**Objective:**
Pick out each line in the records below that contains the word "every" and copy those lines.
*** Given data
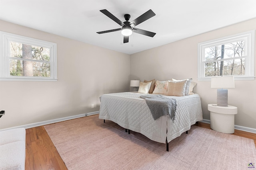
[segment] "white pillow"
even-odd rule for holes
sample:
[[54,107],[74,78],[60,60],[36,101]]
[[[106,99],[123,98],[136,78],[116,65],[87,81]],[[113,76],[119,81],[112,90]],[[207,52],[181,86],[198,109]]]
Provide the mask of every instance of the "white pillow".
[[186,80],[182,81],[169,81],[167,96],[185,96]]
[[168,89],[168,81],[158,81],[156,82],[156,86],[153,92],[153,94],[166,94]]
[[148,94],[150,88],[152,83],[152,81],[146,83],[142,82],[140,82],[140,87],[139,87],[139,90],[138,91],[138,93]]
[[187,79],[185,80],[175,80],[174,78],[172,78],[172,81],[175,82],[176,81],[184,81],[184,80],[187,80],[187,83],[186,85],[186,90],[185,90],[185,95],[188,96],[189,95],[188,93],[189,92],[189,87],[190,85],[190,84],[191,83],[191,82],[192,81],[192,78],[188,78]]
******
*** Given data
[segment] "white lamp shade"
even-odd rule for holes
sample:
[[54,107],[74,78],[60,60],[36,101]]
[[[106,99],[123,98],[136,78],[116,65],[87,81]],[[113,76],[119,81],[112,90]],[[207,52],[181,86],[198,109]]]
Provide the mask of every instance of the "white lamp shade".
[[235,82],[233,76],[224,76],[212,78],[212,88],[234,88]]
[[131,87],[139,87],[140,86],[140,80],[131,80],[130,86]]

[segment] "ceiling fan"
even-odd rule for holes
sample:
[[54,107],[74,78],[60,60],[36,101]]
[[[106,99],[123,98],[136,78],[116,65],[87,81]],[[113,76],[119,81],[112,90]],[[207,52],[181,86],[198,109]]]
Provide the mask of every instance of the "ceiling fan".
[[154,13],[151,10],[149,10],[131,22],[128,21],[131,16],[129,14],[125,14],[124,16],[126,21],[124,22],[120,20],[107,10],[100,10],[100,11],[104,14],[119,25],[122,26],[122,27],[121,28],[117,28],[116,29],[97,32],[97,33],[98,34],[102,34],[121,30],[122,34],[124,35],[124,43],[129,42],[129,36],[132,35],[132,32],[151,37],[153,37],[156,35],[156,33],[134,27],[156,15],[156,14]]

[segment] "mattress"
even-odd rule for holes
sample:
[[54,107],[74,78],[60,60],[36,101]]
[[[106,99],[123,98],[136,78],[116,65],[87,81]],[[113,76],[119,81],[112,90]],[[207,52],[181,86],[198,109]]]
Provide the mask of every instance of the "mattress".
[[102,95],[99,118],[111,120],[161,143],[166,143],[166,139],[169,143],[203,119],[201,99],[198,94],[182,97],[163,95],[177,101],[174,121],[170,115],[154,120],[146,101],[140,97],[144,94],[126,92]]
******
**Finished exercise:**
Provide the mask of every instance of the "white pillow".
Provide the mask of every instance of the "white lamp shade".
Provide the mask of every instance of the "ceiling fan".
Provide the mask of every instance of the "mattress".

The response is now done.